> Check your understanding:
a. According to the article on Trump risking an "Exit Stage Left" headline, which magazine ran that cover line in January 2009?
b. Please continue the article on Trump risking an "Exit Stage Left" headline from the point where it stops.

----- Supplied passage -----

Trump Risks ‘Exit Stage Left’ Headline

Printed from: https://newbostonpost.com/2020/09/12/trump-risks-exit-stage-left-headline/

“Exit, Stage Left” was the memorably apt cover line on the January 2009 issue of Reason magazine, over a picture of George W. Bush, whose party had just been defeated by Barack Obama and the Democrats after Bush turned an economic downturn into a crisis by seizing Fannie Mae and Freddie Mac and AIG. The Republican Party’s 2008 nominee, Senator John McCain, had mounted a losing run for the presidency denouncing “self-interest,” and promising to “put an end to the greed that has driven our markets into chaos,” prompting a New York Sun editorial observing, “If not even our leading Republican politicians are going to speak up for markets at this juncture, allow us the opportunity.”

More than a decade later, Republicans are in danger of repeating the same mistake. It’s natural for politicians to make some moves toward the center in a general election campaign to try to capture swing voters. But President Donald Trump, like George W. Bush and John McCain in 2008, risks moving so far left himself that he undercuts one of his strongest arguments against the Biden Democrats, which is that they are a bunch of big-government socialists.

Warning signs of Trump’s move in this direction were already starting to appear last month, with the president’s acceptance speech at the Republican National Convention. In that speech, Trump boasted that he “took on Big Pharma,” over drug pricing, sounding like Senator Bernie Sanders or Elizabeth Warren. In the same speech, Trump said, “we will impose tariffs on any company that leaves America to produce jobs overseas.” This, too, is reminiscent of a Warren-Sanders-style Reichsfluchtsteuer. Trump would be better off creating tax structures and other conditions, like rule of law, that attract companies here from other places, rather than trying to trap companies here against their will by imposing punitive taxes on those who leave.

In a series of moves in the weeks following the convention, Trump has doubled down on what some are describing as a switch to “left wing populist.” On Tuesday, September 8, visiting Florida, Trump announced, “In a few moments, I will sign a presidential order extending the moratorium on offshore drilling on Florida’s Gulf Coast and expanding it to Florida’s Atlantic Coast, as well as the coasts of Georgia and South Carolina.” What’s the point of electing Republicans if you don’t get offshore oil drilling? If Trump thinks anyone whose main issue is preventing petroleum extraction is going to vote Republican, he is delusional. James Murdoch’s vote is not going to decide the election; if it does, no late-stage Trump embrace of environmentalism, no matter how enthusiastic, will be sufficiently convincing to change the outcome.

----- Dataset content -----

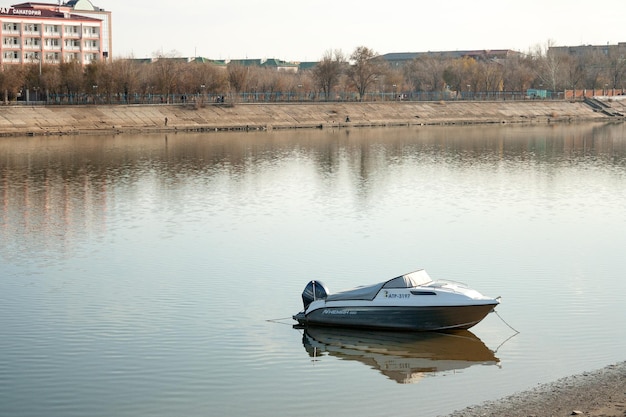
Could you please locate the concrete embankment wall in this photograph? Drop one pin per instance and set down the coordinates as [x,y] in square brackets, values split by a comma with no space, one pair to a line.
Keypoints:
[53,120]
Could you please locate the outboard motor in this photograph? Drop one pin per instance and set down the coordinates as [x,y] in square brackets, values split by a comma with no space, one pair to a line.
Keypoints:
[314,290]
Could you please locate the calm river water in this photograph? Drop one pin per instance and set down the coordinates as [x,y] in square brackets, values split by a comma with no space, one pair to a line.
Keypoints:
[156,275]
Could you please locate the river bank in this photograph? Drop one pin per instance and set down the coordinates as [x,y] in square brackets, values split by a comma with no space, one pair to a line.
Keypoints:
[600,393]
[117,119]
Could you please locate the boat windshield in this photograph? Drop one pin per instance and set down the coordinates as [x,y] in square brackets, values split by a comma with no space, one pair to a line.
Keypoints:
[368,292]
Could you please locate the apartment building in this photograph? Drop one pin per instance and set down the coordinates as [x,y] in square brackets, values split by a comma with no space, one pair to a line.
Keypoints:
[51,33]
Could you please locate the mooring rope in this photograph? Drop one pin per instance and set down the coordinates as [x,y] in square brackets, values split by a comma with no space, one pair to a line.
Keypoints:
[503,321]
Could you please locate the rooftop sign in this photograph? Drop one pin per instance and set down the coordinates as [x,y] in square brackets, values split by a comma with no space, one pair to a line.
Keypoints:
[20,12]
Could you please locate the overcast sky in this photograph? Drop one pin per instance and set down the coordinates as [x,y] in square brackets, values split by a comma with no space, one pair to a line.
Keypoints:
[304,31]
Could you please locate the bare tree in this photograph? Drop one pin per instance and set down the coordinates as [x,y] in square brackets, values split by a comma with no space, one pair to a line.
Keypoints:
[238,77]
[366,67]
[11,79]
[550,65]
[328,71]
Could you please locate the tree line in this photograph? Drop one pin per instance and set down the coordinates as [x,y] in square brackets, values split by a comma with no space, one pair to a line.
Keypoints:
[362,75]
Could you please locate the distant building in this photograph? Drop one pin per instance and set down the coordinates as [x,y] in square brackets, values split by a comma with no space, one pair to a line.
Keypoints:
[273,63]
[618,50]
[54,33]
[399,59]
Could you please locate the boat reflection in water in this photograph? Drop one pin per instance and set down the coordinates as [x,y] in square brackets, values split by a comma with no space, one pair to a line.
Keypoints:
[405,357]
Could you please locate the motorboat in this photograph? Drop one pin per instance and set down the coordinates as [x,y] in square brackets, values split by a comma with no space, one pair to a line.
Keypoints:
[411,301]
[405,357]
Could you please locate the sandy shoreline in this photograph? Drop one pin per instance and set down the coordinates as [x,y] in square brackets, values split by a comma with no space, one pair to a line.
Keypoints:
[597,393]
[118,119]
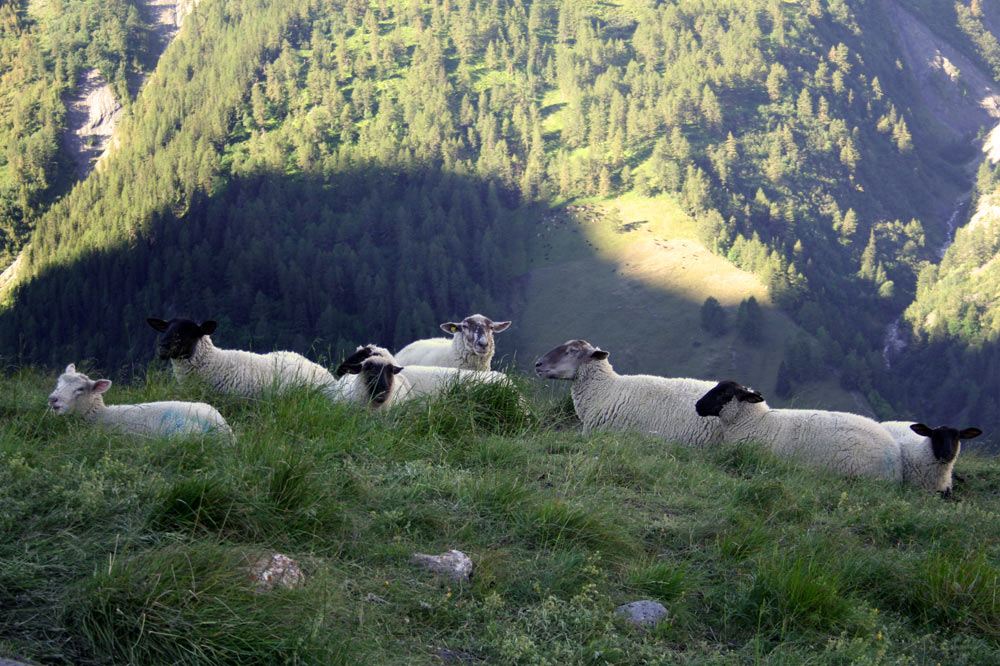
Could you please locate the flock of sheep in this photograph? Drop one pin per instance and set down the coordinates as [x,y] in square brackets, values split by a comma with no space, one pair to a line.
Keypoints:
[686,411]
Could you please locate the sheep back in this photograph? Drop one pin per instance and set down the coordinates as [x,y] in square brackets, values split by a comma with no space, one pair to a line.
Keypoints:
[168,418]
[845,443]
[249,374]
[658,406]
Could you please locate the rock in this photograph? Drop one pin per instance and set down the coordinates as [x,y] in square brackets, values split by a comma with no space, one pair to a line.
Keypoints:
[277,570]
[454,565]
[642,613]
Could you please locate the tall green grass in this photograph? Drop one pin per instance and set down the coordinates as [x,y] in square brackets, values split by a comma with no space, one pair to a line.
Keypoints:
[116,549]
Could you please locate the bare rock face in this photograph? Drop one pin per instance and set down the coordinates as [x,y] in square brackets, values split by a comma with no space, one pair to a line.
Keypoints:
[957,92]
[168,16]
[92,115]
[93,112]
[453,565]
[274,571]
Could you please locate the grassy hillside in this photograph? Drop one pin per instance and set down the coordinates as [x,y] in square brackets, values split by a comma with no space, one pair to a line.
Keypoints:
[123,550]
[630,275]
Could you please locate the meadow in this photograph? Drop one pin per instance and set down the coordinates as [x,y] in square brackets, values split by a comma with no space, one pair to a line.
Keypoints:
[116,549]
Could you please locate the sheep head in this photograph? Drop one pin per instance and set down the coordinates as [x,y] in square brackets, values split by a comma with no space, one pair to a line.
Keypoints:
[477,332]
[565,361]
[76,393]
[377,370]
[723,394]
[945,441]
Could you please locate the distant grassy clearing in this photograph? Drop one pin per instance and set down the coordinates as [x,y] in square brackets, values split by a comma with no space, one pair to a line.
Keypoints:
[630,275]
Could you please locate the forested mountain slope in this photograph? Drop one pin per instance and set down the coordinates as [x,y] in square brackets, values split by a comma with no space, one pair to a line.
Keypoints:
[321,172]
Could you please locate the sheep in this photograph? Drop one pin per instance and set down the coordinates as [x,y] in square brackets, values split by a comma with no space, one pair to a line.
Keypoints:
[848,444]
[75,393]
[431,380]
[417,381]
[370,377]
[191,352]
[929,454]
[605,400]
[470,347]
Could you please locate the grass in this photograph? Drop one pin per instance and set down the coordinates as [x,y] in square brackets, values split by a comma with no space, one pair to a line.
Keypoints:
[122,550]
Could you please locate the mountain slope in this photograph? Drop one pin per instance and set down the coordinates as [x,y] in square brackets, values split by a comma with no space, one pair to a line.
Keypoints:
[800,148]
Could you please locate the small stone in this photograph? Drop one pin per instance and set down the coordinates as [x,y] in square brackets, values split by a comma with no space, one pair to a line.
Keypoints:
[643,613]
[277,570]
[454,565]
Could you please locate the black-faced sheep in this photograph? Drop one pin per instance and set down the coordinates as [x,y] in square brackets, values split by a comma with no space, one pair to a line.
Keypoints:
[841,442]
[929,454]
[605,400]
[188,346]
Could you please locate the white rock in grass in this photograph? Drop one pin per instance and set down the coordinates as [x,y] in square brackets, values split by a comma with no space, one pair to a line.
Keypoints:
[454,565]
[642,613]
[277,570]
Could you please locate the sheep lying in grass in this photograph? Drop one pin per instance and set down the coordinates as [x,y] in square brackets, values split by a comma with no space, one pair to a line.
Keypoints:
[370,377]
[841,442]
[470,347]
[605,400]
[929,454]
[75,393]
[415,381]
[191,352]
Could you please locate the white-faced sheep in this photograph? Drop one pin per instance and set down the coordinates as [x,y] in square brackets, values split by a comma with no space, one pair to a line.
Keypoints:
[192,354]
[605,400]
[929,454]
[75,393]
[845,443]
[370,377]
[470,347]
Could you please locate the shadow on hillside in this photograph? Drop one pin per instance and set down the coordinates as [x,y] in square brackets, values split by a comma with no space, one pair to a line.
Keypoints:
[316,265]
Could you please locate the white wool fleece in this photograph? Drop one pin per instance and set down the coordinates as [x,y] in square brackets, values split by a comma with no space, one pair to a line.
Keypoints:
[75,393]
[845,443]
[248,374]
[658,406]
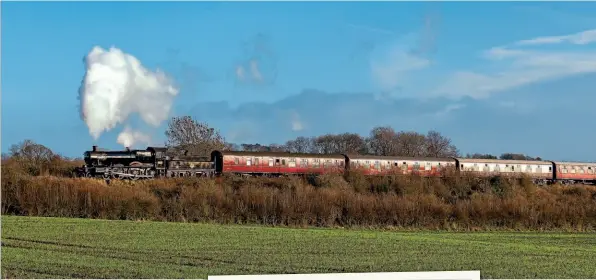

-----

> Answers for each item:
a. Reason magazine.

b.
Then there’s Trump’s antitrust attack on Alphabet, the parent of YouTube and Google. The New York Times reported Justice Department lawyers said Attorney General William Barr “wanted to announce the case in September to take credit for action against a powerful tech company under the Trump administration.” Alphabet stock is down about 10% since that news broke, a destruction of roughly $100 billion in value for shareholders of the company, which has a market capitalization of about $1 trillion. The Times news article observed that “The Google case could also give Mr. Trump and Mr. Barr an election-season achievement on an issue that both Democrats and Republicans see as a major problem:  the influence of the biggest tech companies over consumers and the possibility that their business practices have stifled new competitors and hobbled legacy industries like telecom and media.” The Times is correct that “both Democrats and Republicans” want government action against Google, but only in the New York Times newsroom can destroying $100 billion in stock market value by government action aimed at rescuing a legacy industry like “media” count as “an election-season achievement.”

Having targeted offshore oil drillers, “Big Pharma,” and Google, Trump is also turning against one sector of the economy that had been unscathed — military contractors. On Monday, September 7, Trump said, “I’m not saying the military is in love with me; the soldiers are. The top people in the Pentagon probably aren’t because they want to do nothing but fight wars so that all of those wonderful companies that make the bombs and make the planes and make everything else stay happy.” In a shrewd Bloomberg column headlined “Trump Channels Noam Chomsky,” Eli Lake observed, “Trump was making a radical argument:  that the U.S. military is not a force for peace but is addicted to war. It is the profit motive of defense corporations — not a desire to deter aggressors, protect allies or uphold international law — that has driven decisions to use military force.” Whatever happened to Trump’s idea of a military parade?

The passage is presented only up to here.